> [PROBLEM TO SOLVE]: Would you restate all of the entries verbatim, minus any images?

> [Dataset items]:

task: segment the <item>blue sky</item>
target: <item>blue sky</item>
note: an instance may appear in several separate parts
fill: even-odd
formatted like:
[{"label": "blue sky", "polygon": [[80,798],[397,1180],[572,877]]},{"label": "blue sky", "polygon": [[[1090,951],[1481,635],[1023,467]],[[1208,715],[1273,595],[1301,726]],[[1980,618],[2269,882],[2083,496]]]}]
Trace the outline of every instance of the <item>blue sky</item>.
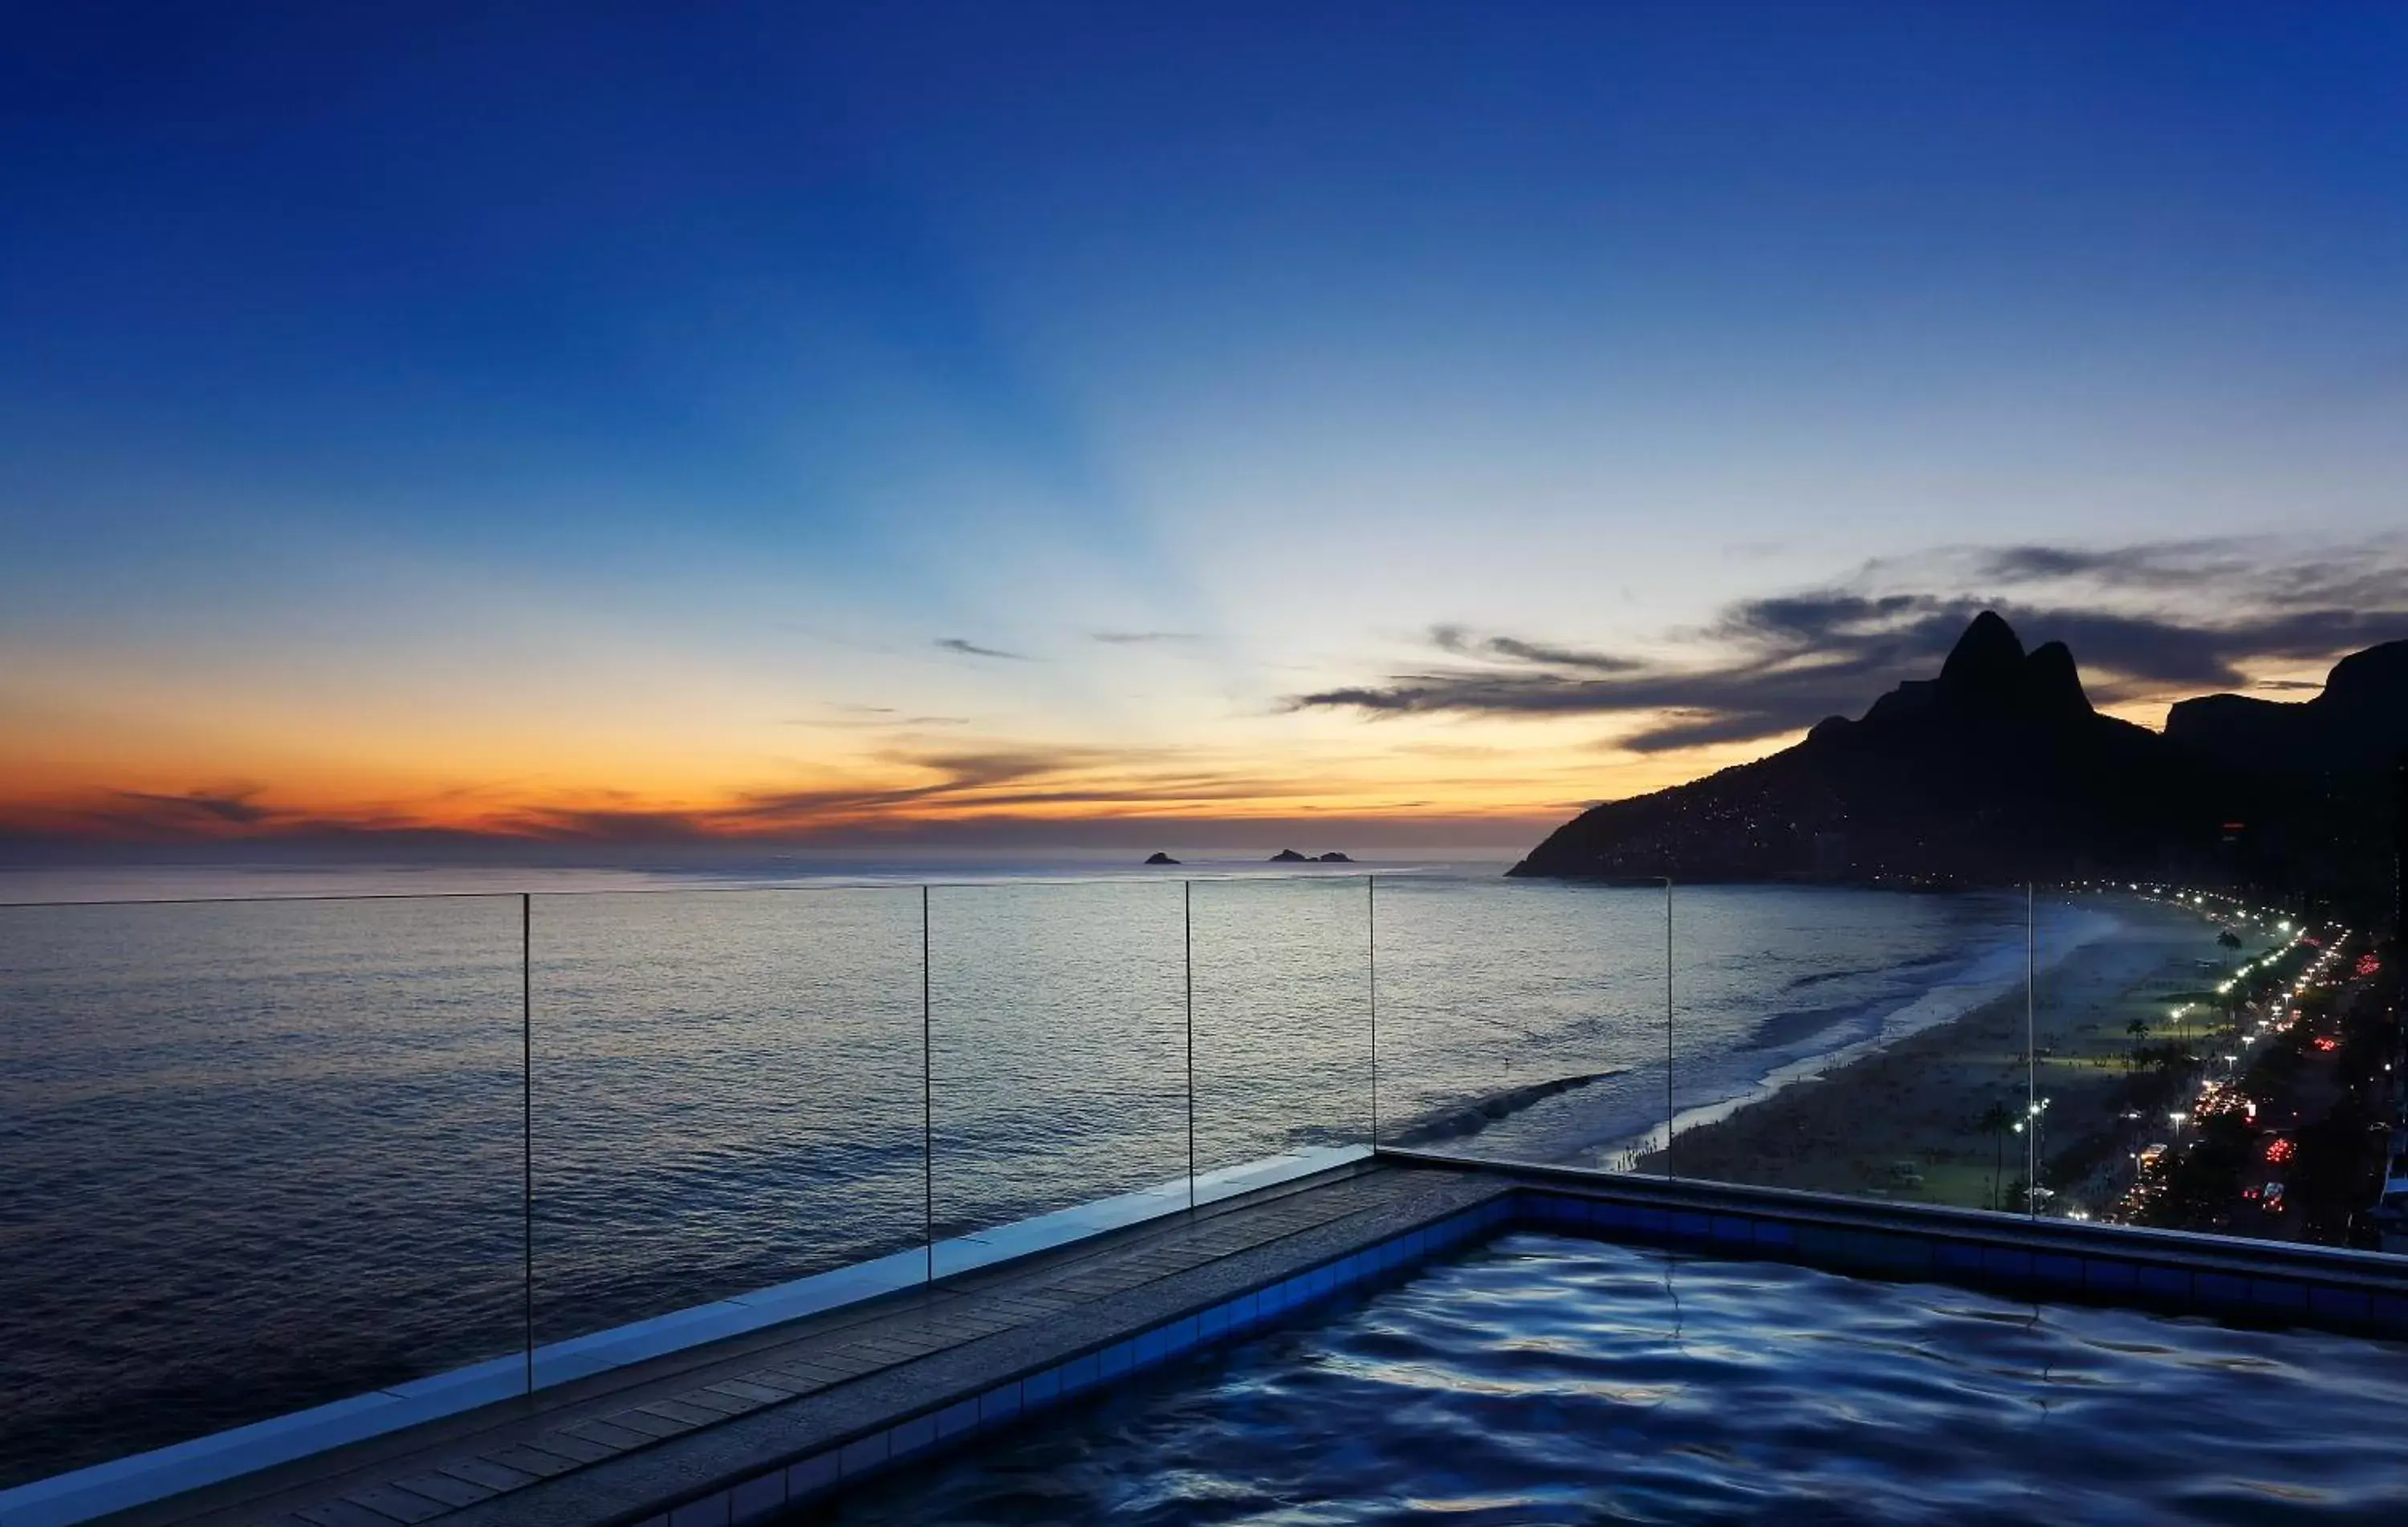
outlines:
[{"label": "blue sky", "polygon": [[29,12],[0,795],[1510,841],[1802,723],[1298,698],[1718,717],[1835,592],[2298,682],[2408,634],[2408,12],[2106,8]]}]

> [WRITTEN RESPONSE]:
task: segment the <item>blue sky</item>
target: <item>blue sky</item>
note: an instance may appear in several separate parts
fill: even-odd
formatted like:
[{"label": "blue sky", "polygon": [[80,798],[397,1180],[572,877]]},{"label": "blue sky", "polygon": [[[1090,951],[1481,635],[1023,467]],[[1208,715],[1273,595],[1301,726]],[[1980,618],[2269,882],[2083,496]]]}]
Trace the outline of every instance of the <item>blue sky</item>.
outlines:
[{"label": "blue sky", "polygon": [[29,12],[0,795],[1510,841],[1802,723],[1298,698],[1718,717],[1835,592],[2298,682],[2408,634],[2408,12],[2106,8]]}]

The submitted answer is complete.